Your task - Rewrite the records from the line containing "Annotate the helmet" through the end of the records, both ends included, and give only those lines. Keep every request as it is, and scale each x and y coordinate in the answers by 1.8, rounding to whole numbers with halves rounded up.

[Pointing records]
########
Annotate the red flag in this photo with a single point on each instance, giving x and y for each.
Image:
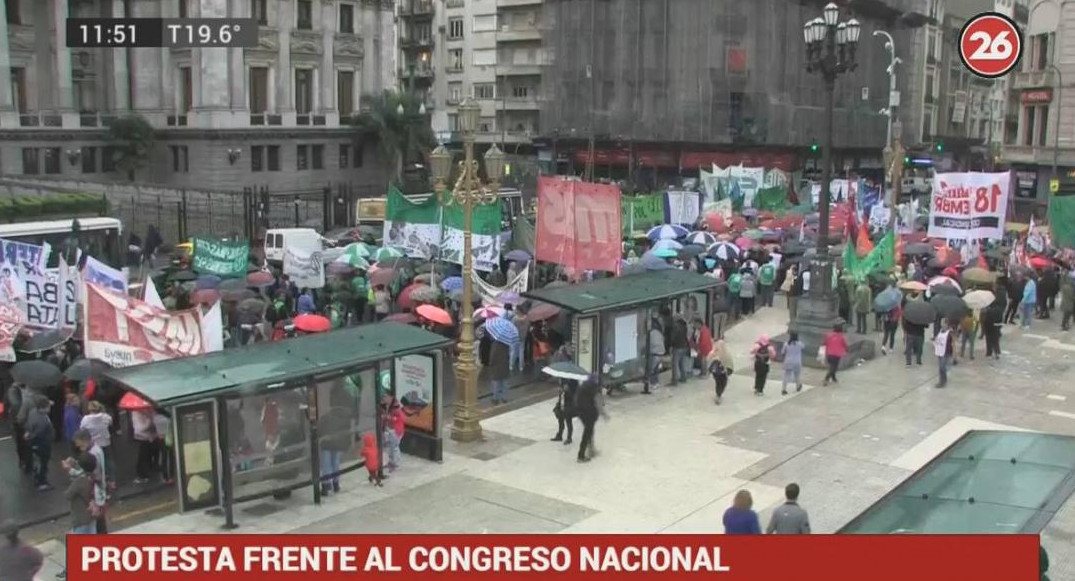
(863, 245)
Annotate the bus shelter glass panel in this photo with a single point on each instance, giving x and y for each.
(346, 408)
(269, 441)
(624, 344)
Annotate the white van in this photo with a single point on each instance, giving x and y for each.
(277, 239)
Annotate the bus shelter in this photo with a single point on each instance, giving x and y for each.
(269, 419)
(611, 319)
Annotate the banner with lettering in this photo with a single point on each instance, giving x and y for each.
(305, 269)
(124, 331)
(969, 206)
(578, 225)
(683, 208)
(97, 272)
(225, 258)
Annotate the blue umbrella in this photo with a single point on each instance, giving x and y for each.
(502, 330)
(668, 231)
(888, 299)
(208, 281)
(452, 283)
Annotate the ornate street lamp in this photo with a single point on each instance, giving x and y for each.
(830, 52)
(468, 192)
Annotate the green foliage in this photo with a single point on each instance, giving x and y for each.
(52, 207)
(397, 137)
(131, 139)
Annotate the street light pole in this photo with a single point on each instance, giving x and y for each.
(468, 192)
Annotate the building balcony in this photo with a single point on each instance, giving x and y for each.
(518, 34)
(1025, 80)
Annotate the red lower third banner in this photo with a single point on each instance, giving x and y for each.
(531, 557)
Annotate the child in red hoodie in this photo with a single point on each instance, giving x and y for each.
(372, 457)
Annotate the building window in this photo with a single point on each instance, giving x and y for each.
(272, 155)
(345, 93)
(303, 90)
(455, 28)
(89, 159)
(12, 12)
(304, 15)
(257, 157)
(186, 90)
(259, 11)
(30, 156)
(301, 157)
(485, 90)
(485, 57)
(485, 24)
(456, 59)
(347, 18)
(344, 155)
(181, 161)
(259, 89)
(52, 160)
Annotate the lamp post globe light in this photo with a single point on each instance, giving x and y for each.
(830, 52)
(468, 192)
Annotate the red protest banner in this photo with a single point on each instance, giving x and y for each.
(578, 225)
(123, 331)
(532, 557)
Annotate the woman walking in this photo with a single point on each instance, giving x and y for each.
(720, 365)
(763, 353)
(835, 348)
(792, 364)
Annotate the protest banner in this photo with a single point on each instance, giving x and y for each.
(123, 330)
(305, 269)
(578, 225)
(225, 258)
(101, 274)
(969, 206)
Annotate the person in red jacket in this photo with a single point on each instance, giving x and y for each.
(372, 457)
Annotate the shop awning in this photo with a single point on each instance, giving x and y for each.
(624, 292)
(988, 482)
(261, 366)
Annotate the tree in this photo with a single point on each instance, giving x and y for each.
(130, 139)
(398, 137)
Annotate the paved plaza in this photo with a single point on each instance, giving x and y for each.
(671, 462)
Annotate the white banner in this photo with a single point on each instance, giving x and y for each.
(683, 207)
(969, 206)
(490, 294)
(305, 269)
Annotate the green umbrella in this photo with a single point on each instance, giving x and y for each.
(387, 254)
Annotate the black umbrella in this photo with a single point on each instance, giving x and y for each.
(83, 369)
(37, 374)
(43, 341)
(248, 311)
(182, 275)
(949, 307)
(917, 249)
(919, 313)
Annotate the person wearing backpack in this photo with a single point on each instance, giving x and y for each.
(762, 353)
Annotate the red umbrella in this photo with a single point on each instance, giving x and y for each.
(307, 323)
(404, 300)
(132, 401)
(260, 279)
(205, 296)
(543, 311)
(405, 319)
(435, 314)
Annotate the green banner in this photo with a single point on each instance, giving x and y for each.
(642, 212)
(225, 258)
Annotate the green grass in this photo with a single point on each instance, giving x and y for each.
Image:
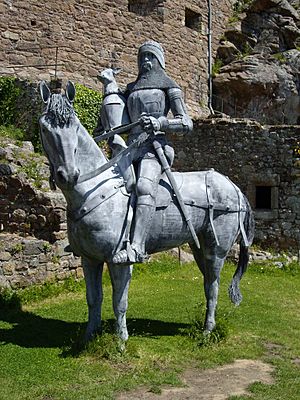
(42, 357)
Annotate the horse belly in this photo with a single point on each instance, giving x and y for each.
(98, 233)
(169, 229)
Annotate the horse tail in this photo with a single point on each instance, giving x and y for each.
(249, 225)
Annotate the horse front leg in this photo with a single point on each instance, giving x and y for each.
(120, 278)
(210, 266)
(93, 280)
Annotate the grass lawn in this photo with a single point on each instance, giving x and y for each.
(38, 357)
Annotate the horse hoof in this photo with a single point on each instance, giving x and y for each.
(121, 258)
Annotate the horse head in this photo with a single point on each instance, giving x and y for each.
(59, 125)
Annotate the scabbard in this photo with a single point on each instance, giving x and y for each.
(166, 167)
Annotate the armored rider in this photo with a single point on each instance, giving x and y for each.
(149, 99)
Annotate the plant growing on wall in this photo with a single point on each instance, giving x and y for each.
(9, 93)
(87, 105)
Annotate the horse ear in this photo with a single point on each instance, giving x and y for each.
(45, 92)
(70, 91)
(116, 71)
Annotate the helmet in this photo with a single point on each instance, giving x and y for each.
(155, 48)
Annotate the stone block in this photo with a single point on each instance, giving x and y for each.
(8, 267)
(5, 256)
(11, 35)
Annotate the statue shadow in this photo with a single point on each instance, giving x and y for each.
(29, 330)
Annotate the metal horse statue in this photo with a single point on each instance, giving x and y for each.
(97, 206)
########
Exercise result -
Annotate the helmet in this photo with a single point on each instance, giving x and y for each.
(279, 86)
Annotate the stone block in this photo with a single point on each instance, giving x and y for each.
(14, 481)
(9, 461)
(20, 63)
Annotate the statue shadow in this photo with a single point on each instance, giving x and y for each.
(52, 594)
Annotate the metal horse statue in this photo with a single point on each instance, giving x and y for each.
(175, 371)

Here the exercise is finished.